-------- Passage provided --------

What Needs To Scale? - Capacity


Scalability in terms of storage is most often thought of as the ability to add storage capacity quickly and non-disruptively when the storage system begins to run out of disk space. Adding disk capacity when it’s needed is critical for a storage system. The cost of storage is continually decreasing and the longer the storage manager can wait before adding that storage the better. This ‘just in time’ treatment of storage expansion also requires that it be done during the middle of the day, without fear of an outage. And implementation has to be completed and available to the connected environment quickly. While most storage systems can physically add storage capacity without disrupting the storage system itself, getting that storage assigned to the attached servers is not so easy. Most of these systems have no concept of storage virtualization technologies that abstract the individual hard drives from the assignment process. Each LUN has to be manually created and then manually provisioned to physically attaching servers. The unfortunate reality is that many systems don't have what should now be considered basic, functionality of storage spindle virtualization and thin provisioning. Legacy systems suffer from the complexity of both adding storage to the system itself and integrating that new storage through the storage network so that attached hosts can take advantage of it. Capacity scaling needs to change so that it can match the dynamic nature of the virtual environment.

-------- Data segment --------

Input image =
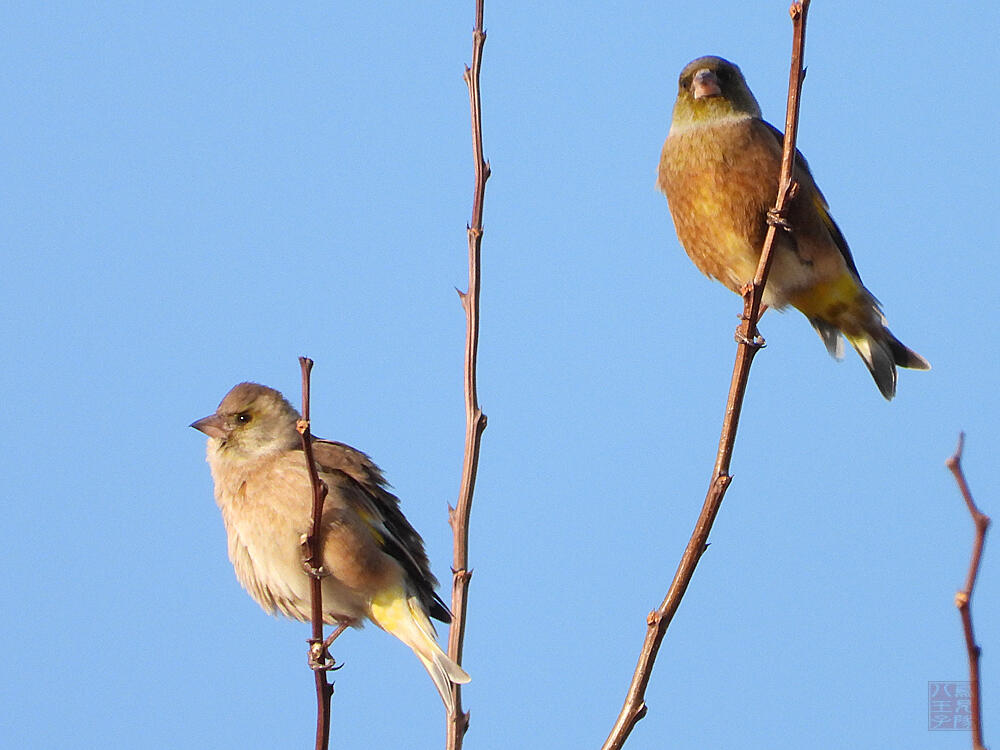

--------

▶ [Challenge]: Reproduce the passage on scaling storage capacity word for word, from its heading to its final sentence.

▶ [Response for this exercise]:
What Needs To Scale? - Capacity


Scalability in terms of storage is most often thought of as the ability to add storage capacity quickly and non-disruptively when the storage system begins to run out of disk space. Adding disk capacity when it’s needed is critical for a storage system. The cost of storage is continually decreasing and the longer the storage manager can wait before adding that storage the better. This ‘just in time’ treatment of storage expansion also requires that it be done during the middle of the day, without fear of an outage. And implementation has to be completed and available to the connected environment quickly. While most storage systems can physically add storage capacity without disrupting the storage system itself, getting that storage assigned to the attached servers is not so easy. Most of these systems have no concept of storage virtualization technologies that abstract the individual hard drives from the assignment process. Each LUN has to be manually created and then manually provisioned to physically attaching servers. The unfortunate reality is that many systems don't have what should now be considered basic, functionality of storage spindle virtualization and thin provisioning. Legacy systems suffer from the complexity of both adding storage to the system itself and integrating that new storage through the storage network so that attached hosts can take advantage of it. Capacity scaling needs to change so that it can match the dynamic nature of the virtual environment.